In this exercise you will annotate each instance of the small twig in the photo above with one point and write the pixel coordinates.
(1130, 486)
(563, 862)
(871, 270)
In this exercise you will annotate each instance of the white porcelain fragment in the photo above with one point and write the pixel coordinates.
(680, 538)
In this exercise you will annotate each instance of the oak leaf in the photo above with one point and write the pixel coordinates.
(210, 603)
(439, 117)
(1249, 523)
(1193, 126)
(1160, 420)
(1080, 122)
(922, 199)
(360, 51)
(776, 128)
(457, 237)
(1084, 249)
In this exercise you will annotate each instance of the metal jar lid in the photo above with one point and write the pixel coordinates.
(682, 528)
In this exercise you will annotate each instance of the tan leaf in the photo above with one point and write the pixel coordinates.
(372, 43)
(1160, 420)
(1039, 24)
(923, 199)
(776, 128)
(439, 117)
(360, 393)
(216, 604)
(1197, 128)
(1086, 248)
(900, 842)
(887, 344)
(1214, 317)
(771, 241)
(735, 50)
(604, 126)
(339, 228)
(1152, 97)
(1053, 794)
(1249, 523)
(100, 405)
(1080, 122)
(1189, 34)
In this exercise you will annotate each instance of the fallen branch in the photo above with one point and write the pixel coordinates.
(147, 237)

* WHAT THE TASK REQUIRES *
Lay out the entries above as a numbered list, one entry per number, with any blank lines left out.

* SOLUTION TO THIS EXERCISE *
1. In this exercise you will annotate each instance of the small twig in the photo above with one point and write the pixel coordinates.
2. (1130, 486)
3. (563, 862)
4. (871, 270)
5. In this exercise you will annotate each instance of the white porcelain fragment in the photo above with one point and write the pixel coordinates.
6. (680, 538)
7. In this exercise you will annotate each instance of the oak leaf in the photo above with one point and write the pixel coordinates.
8. (210, 603)
9. (439, 117)
10. (1249, 523)
11. (1193, 126)
12. (1160, 420)
13. (1080, 122)
14. (922, 199)
15. (360, 51)
16. (776, 128)
17. (457, 237)
18. (1084, 249)
19. In this exercise you will annotate each instance of the metal jar lid in the photo above with one point and write the pixel coordinates.
20. (682, 528)
21. In this exercise you will annotate each instance of the tan leaf in the photo above with one point and write the pixel coordinates.
22. (372, 43)
23. (1160, 420)
24. (1039, 24)
25. (923, 199)
26. (776, 128)
27. (439, 117)
28. (360, 393)
29. (216, 604)
30. (1197, 128)
31. (1086, 248)
32. (900, 842)
33. (887, 344)
34. (1214, 317)
35. (771, 241)
36. (735, 50)
37. (604, 126)
38. (339, 228)
39. (1152, 97)
40. (1053, 794)
41. (1249, 523)
42. (100, 405)
43. (1080, 122)
44. (1189, 34)
45. In this exercise you will annotate each instance of the fallen branch in the photo above with one point and write the pixel coordinates.
46. (147, 237)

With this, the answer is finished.